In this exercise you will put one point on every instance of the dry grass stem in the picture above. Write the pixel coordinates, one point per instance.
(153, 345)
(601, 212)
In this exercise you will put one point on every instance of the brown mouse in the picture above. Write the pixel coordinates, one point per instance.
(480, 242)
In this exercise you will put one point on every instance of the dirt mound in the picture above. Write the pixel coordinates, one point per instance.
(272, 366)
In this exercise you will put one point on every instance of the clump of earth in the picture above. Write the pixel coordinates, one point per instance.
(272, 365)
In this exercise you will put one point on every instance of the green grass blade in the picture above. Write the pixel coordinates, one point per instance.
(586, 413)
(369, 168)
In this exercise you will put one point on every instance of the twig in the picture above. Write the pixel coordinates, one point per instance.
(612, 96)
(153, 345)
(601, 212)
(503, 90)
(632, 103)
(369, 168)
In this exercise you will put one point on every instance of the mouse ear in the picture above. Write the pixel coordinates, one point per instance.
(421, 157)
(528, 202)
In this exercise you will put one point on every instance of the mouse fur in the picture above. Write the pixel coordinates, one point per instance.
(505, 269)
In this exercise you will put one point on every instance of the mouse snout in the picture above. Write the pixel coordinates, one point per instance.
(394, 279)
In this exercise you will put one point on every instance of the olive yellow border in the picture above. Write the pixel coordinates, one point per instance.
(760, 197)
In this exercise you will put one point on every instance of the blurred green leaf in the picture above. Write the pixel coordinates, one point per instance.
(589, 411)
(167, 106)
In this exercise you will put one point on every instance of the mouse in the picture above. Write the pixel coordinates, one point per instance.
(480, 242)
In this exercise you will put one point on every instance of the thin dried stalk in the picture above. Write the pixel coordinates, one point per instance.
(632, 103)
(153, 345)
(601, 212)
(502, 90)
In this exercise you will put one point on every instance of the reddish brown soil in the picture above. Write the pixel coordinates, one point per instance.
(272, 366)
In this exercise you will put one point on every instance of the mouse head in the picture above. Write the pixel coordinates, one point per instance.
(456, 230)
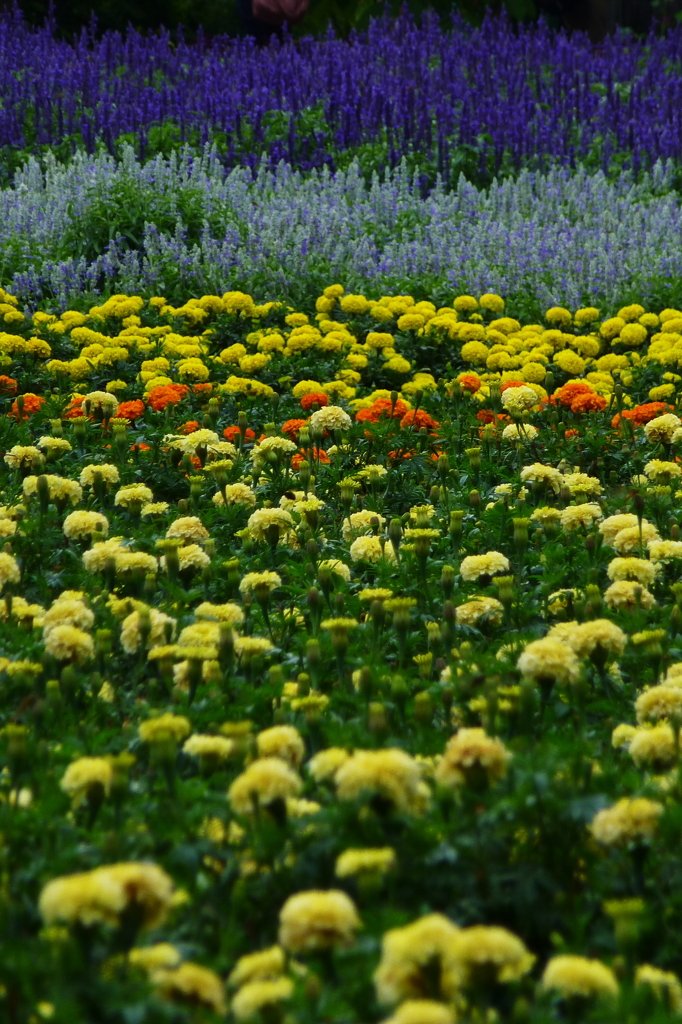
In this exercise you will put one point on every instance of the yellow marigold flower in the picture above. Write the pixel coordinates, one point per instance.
(356, 305)
(658, 701)
(538, 473)
(352, 862)
(79, 525)
(67, 643)
(491, 301)
(549, 659)
(613, 524)
(108, 472)
(259, 583)
(640, 569)
(386, 776)
(584, 638)
(661, 551)
(211, 749)
(189, 529)
(236, 494)
(486, 953)
(326, 764)
(474, 566)
(409, 955)
(622, 735)
(471, 612)
(263, 782)
(317, 920)
(264, 995)
(626, 821)
(263, 521)
(192, 984)
(85, 776)
(560, 316)
(653, 748)
(133, 494)
(472, 757)
(164, 727)
(662, 428)
(569, 976)
(666, 985)
(283, 741)
(156, 957)
(102, 895)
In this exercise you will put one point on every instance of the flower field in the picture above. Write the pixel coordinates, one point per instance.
(342, 662)
(340, 511)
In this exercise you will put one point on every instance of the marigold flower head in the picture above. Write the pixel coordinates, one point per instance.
(388, 778)
(102, 895)
(261, 994)
(470, 757)
(570, 975)
(626, 821)
(408, 955)
(549, 659)
(317, 920)
(264, 781)
(192, 984)
(283, 741)
(352, 862)
(474, 566)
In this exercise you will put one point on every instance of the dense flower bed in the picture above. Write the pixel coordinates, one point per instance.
(342, 660)
(182, 226)
(483, 100)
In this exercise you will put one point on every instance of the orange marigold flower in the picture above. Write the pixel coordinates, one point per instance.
(567, 394)
(188, 427)
(73, 410)
(642, 414)
(381, 409)
(166, 394)
(292, 427)
(32, 402)
(470, 382)
(131, 410)
(232, 433)
(315, 398)
(417, 418)
(588, 402)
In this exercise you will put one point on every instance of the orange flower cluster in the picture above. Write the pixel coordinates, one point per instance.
(32, 402)
(232, 434)
(131, 410)
(417, 418)
(315, 398)
(188, 427)
(292, 427)
(642, 414)
(382, 409)
(166, 394)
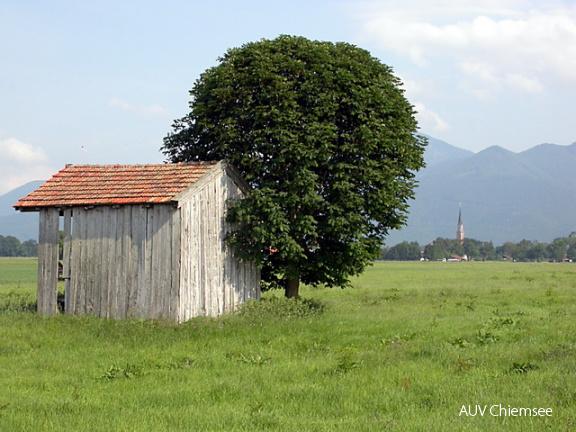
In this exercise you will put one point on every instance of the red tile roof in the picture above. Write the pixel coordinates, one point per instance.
(83, 185)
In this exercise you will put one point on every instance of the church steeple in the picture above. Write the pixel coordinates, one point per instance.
(460, 229)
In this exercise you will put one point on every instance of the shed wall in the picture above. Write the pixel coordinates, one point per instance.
(212, 281)
(124, 262)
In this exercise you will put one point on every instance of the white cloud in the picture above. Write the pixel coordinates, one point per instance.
(429, 120)
(150, 111)
(506, 44)
(13, 150)
(21, 163)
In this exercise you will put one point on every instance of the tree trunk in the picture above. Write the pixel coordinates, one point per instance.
■ ■ ■ ■ ■
▸ PROBLEM TO WORK ON:
Return all the entries word for word, but omit any pictures they contain.

▸ TASK OUTPUT:
In this exercise you will put one point on every instance of the dry grass stem in the picture above. Write the pixel coordinates, one point per instance.
(153, 345)
(601, 212)
In this exercise you will put one point on every instance of the brown mouse in the picture above. Write the pixel coordinates, one point per instance.
(480, 242)
In this exercise you will put one point on every instance of the dirt mound in the picture above. Write the pixel coordinates, one point per instance.
(272, 366)
In this exercise you will put one point on every instance of the clump of earth in the picture above. Write the pixel coordinates, one point per instance.
(272, 365)
In this exercise you will put one point on every instance of the green grass blade in the picture above. Write the pixel coordinates, one point per instance.
(586, 413)
(369, 168)
In this exercise you will put one point on every instance of the twig in the picture above. Write the pixel coordinates, one point per instance.
(612, 96)
(153, 345)
(601, 212)
(503, 90)
(632, 103)
(369, 168)
In this exercise you will put one point on every instance of the mouse ear in the picture above. Write the pixel coordinates, one point per instance.
(421, 157)
(528, 202)
In this exercise you will put one point on every instance of the mouse fur in the picture above. Write the pixel coordinates, one point per instance.
(505, 269)
In this exercise you will put one point on every instance of the mouse snout in the picture above. Write the pixel coordinates, one point per instance.
(394, 279)
In this exercise you will put one point on every instance of the olive yellow border in the picture above. Write the pixel coordinates, one point per instance.
(760, 197)
In this exercise you will put one point on every instance of the blurred green leaf in the picture above. Write the pixel coordinates, one point per instance.
(589, 411)
(167, 106)
In this exercise you will put one point on every instance of the mouse in the picture above. Write the pixel coordinates, one point per instance.
(480, 242)
In this exercise you will put one point on every instance of the thin dried stalk in the picture above. Write the pixel coordinates, one point per instance.
(632, 103)
(153, 345)
(601, 212)
(502, 90)
In this exercise you will put one point on every instance of the reddish brown soil in the picture above. Write the pixel coordinates, one point per instance.
(272, 366)
In this exercise you will put one point on every instance of the mouse head in the picture above. Write the pixel coordinates, one point per instance.
(456, 230)
In this exercise you will put one point on every instance of the yellow marigold flower in the picture above. Write the pixel coordinates, one point per instance.
(356, 305)
(658, 701)
(538, 473)
(352, 862)
(79, 525)
(67, 643)
(491, 301)
(549, 659)
(613, 524)
(108, 472)
(259, 583)
(640, 569)
(386, 776)
(584, 638)
(661, 551)
(211, 749)
(189, 529)
(236, 494)
(486, 953)
(326, 764)
(474, 566)
(409, 955)
(622, 735)
(471, 612)
(263, 782)
(317, 920)
(264, 995)
(626, 821)
(263, 521)
(192, 984)
(85, 776)
(560, 316)
(653, 748)
(133, 494)
(472, 757)
(164, 727)
(662, 428)
(569, 976)
(666, 985)
(283, 741)
(156, 957)
(102, 895)
In this exercise you will put one point on every instance of the flower field in the picture above. Write the pixel coordinates, one point per instance.
(342, 662)
(340, 511)
In this exercise you will put one point on every instance of the marigold flower head in the picture above. Write the pixel coordinates, one point per instance.
(388, 778)
(102, 895)
(261, 994)
(470, 757)
(570, 975)
(626, 821)
(408, 955)
(549, 659)
(317, 920)
(264, 781)
(192, 984)
(283, 741)
(352, 862)
(474, 566)
In this exercise you will put one point on every instance of the dense flower bed in the picture above. Write the pixel coordinates, one point per instance.
(342, 660)
(182, 226)
(483, 100)
In this exercise you will put one point on every instance of the orange marigold flower in the picture above. Write the pixel coordinates, one point per instance.
(567, 394)
(188, 427)
(73, 410)
(642, 414)
(381, 409)
(166, 394)
(292, 427)
(32, 402)
(470, 382)
(131, 410)
(232, 433)
(315, 398)
(417, 418)
(588, 402)
In this exercise you will put one point on every instance of the orange flower cluster in the picture above. Write the pixel coordinates, one point per instance.
(32, 402)
(232, 434)
(131, 410)
(417, 418)
(315, 398)
(188, 427)
(292, 427)
(642, 414)
(382, 409)
(166, 394)
In this exercise you will put one point on every instance of the red tile roof in the picture above. Write the pixel coordinates, one point per instance.
(83, 185)
In this exercise you will put one point on every instance of the church steeple in the picture above. Write the pixel coordinates, one point per instance.
(460, 229)
In this exercise you will put one point on every instance of the shed wall in the picture above. Write the pixel coordinates, one point per instance.
(212, 281)
(124, 262)
In this exercise you will put one point on every instance of the white cloud in the picture above. Write the pixel coordinates, one point per instance.
(429, 120)
(150, 111)
(506, 44)
(13, 150)
(21, 163)
In this exercise you will put one point on every instance of the tree trunk in the picture above. Write the pixel coordinates, one point per instance.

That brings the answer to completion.